Recorded data:
========================================================================
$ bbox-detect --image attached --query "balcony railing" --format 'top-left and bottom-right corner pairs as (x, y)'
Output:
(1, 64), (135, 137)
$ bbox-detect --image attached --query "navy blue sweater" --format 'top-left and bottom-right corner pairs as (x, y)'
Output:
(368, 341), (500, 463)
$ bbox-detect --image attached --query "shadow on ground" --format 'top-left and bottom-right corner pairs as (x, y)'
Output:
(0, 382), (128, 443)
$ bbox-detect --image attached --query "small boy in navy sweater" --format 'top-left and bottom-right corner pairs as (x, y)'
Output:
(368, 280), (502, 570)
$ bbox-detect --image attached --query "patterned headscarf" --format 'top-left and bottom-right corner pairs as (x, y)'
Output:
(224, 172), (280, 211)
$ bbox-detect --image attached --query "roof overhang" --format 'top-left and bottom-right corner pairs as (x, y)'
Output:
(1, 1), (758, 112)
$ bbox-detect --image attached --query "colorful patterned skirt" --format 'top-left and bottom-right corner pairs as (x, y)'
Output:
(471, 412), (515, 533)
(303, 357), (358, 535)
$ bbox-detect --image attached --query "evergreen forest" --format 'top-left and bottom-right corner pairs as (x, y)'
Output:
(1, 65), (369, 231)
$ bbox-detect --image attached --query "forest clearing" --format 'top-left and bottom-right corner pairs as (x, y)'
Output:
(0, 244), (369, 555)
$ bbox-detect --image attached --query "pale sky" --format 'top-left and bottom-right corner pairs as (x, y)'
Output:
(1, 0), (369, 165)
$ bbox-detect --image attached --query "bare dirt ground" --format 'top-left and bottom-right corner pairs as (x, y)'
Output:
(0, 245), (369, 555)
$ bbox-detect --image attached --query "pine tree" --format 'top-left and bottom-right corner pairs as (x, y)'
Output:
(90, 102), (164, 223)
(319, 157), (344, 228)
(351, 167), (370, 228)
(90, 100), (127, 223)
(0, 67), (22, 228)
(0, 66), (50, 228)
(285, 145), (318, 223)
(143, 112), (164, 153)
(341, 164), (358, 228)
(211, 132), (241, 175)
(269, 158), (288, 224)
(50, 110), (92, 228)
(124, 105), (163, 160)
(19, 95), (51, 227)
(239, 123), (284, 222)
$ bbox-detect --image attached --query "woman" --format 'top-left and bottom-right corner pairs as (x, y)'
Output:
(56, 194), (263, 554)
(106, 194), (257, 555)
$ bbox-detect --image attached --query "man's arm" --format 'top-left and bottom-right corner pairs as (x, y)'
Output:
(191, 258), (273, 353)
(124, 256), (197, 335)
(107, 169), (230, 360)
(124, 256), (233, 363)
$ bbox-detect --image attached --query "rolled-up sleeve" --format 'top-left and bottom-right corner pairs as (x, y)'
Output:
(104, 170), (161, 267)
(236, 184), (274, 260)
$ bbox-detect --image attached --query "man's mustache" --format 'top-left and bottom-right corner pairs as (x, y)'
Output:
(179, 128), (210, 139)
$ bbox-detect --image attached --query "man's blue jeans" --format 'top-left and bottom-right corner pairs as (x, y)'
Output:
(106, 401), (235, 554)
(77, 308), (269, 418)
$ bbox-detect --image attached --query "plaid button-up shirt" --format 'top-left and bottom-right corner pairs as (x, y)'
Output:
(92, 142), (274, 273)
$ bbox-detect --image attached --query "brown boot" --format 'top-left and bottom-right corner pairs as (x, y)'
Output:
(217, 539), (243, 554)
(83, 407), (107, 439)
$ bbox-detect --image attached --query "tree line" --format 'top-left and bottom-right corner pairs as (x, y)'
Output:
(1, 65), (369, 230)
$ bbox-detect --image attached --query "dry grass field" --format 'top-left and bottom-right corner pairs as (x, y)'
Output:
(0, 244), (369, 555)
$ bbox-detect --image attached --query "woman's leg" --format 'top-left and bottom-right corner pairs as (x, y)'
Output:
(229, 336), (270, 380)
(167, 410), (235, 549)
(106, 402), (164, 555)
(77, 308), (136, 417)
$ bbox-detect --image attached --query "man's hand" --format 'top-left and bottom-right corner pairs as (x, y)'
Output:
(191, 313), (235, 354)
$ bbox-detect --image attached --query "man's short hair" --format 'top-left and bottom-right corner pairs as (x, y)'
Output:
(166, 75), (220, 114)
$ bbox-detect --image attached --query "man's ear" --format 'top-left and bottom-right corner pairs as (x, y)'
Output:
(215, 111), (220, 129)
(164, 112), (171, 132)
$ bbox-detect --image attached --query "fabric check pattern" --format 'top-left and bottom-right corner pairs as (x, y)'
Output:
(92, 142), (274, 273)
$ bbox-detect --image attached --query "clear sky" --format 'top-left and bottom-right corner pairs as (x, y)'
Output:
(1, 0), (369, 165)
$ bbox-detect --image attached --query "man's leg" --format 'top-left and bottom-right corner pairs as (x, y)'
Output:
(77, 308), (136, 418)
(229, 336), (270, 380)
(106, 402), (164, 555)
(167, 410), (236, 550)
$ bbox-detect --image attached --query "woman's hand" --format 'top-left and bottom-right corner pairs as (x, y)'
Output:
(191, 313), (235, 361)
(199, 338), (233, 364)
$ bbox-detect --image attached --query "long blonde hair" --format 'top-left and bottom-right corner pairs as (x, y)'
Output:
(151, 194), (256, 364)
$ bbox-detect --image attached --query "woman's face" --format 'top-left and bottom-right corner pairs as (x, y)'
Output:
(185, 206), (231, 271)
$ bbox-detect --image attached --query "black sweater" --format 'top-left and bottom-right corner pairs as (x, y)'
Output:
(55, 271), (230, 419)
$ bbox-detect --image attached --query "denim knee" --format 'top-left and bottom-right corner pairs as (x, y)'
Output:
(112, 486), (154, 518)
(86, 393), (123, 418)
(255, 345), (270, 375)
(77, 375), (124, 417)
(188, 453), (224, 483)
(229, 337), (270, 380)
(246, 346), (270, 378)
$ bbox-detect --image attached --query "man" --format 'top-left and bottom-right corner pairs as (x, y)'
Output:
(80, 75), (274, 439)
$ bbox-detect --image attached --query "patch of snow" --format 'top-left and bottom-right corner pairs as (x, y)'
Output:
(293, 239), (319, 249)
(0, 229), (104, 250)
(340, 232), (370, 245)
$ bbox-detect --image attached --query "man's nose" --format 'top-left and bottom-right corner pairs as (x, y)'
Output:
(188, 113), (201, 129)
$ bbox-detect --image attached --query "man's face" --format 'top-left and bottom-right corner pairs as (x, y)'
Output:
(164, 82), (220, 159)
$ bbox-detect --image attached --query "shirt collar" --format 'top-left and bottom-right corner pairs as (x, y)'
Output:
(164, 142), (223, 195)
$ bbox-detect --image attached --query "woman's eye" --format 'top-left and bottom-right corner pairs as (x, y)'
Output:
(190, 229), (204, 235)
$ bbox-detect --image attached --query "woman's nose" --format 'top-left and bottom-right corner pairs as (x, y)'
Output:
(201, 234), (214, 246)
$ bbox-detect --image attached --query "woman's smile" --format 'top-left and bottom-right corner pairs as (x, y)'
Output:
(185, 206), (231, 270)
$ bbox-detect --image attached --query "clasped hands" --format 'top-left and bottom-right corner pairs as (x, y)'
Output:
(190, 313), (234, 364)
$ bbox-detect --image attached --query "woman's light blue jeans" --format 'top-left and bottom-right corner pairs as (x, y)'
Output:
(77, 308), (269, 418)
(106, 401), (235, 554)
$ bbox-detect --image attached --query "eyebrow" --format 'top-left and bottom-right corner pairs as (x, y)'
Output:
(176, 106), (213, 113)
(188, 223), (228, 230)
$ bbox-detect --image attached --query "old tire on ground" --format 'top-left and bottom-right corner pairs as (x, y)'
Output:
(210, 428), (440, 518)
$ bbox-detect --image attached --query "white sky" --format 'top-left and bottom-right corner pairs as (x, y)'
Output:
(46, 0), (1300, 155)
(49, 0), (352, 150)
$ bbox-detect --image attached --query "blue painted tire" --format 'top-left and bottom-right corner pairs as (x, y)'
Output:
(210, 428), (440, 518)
========================================================================
Total the lines in the records above that contain the string "nose". Write only that total.

2